● EXERCISE TASK: Transcribe the records word for word, from the line containing "Q: Locate the glass" through the end of the records, inclusive.

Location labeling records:
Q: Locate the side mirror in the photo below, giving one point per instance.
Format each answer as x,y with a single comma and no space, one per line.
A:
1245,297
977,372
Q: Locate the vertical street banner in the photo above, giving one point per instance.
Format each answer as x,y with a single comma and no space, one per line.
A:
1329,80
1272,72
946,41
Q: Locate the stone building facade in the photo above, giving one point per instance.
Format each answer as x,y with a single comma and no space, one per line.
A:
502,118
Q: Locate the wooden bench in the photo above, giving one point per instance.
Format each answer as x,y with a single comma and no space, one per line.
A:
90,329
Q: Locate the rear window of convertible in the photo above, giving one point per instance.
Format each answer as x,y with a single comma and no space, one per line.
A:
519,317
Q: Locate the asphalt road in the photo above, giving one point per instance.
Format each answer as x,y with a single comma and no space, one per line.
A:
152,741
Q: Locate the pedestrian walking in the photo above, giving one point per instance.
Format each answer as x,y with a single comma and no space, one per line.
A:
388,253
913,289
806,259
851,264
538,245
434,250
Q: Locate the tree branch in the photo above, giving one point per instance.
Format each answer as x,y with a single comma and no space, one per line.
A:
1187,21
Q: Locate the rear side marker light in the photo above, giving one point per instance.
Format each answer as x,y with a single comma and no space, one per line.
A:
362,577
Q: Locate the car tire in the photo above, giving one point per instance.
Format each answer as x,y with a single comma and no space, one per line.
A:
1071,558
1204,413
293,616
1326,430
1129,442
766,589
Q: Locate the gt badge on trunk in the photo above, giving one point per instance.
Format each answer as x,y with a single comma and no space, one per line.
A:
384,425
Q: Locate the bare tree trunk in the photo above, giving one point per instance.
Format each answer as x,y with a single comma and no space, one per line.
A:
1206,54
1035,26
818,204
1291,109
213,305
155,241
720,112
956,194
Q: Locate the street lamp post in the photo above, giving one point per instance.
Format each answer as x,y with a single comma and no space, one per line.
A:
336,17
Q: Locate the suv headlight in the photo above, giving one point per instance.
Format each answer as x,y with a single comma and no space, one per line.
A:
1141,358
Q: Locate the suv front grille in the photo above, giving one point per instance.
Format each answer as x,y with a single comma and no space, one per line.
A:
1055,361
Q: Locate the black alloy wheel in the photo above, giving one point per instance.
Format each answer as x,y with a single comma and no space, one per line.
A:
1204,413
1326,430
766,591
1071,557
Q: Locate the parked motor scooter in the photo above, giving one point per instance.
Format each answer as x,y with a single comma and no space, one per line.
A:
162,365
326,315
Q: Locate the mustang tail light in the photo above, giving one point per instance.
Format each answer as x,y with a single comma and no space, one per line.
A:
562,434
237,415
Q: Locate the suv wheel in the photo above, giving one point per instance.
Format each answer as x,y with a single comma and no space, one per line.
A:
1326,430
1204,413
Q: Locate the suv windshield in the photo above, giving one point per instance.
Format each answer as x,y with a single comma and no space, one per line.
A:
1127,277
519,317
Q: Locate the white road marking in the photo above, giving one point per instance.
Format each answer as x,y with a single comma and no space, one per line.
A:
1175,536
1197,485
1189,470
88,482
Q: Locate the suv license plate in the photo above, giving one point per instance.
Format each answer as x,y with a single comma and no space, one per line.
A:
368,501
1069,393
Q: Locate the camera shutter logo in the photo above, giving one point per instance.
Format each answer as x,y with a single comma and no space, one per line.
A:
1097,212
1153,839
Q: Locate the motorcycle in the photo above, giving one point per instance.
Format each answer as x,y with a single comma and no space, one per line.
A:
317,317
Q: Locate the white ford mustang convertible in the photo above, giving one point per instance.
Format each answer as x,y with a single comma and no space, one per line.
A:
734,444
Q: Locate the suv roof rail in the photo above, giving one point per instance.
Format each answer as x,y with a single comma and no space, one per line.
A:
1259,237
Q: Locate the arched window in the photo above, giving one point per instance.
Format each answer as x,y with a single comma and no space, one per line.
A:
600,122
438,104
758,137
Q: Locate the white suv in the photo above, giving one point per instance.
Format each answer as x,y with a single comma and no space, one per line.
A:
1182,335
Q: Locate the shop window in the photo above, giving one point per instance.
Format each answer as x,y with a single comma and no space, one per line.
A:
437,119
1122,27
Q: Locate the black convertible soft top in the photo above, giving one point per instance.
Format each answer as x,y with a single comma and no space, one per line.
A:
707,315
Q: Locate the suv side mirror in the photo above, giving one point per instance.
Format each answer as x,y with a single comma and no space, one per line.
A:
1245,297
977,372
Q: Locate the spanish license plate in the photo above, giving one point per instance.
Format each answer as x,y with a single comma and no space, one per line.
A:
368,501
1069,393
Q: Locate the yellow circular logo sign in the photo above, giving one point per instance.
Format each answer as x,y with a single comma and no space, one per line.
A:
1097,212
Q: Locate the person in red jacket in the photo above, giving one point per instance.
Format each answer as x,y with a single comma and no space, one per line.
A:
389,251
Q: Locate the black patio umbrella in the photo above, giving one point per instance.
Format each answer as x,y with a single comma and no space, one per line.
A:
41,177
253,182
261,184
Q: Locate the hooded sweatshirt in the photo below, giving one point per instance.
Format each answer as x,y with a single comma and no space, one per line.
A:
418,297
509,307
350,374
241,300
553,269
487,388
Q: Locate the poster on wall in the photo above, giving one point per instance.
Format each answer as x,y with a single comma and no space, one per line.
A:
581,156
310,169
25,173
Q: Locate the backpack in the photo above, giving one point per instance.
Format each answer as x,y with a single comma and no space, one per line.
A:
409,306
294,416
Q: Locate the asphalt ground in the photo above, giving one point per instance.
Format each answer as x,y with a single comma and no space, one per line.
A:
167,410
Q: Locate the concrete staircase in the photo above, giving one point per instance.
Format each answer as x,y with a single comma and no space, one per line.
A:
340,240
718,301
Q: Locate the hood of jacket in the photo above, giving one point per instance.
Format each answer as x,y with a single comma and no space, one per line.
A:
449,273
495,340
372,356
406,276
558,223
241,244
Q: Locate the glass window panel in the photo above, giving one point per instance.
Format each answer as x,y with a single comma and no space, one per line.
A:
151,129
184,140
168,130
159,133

● ANSWER IN FULL:
Q: Locate the glass window panel in the photo above, giving one point per instance.
Format each answer as x,y with a single comma and no space, one per line.
A:
151,129
184,140
168,130
159,133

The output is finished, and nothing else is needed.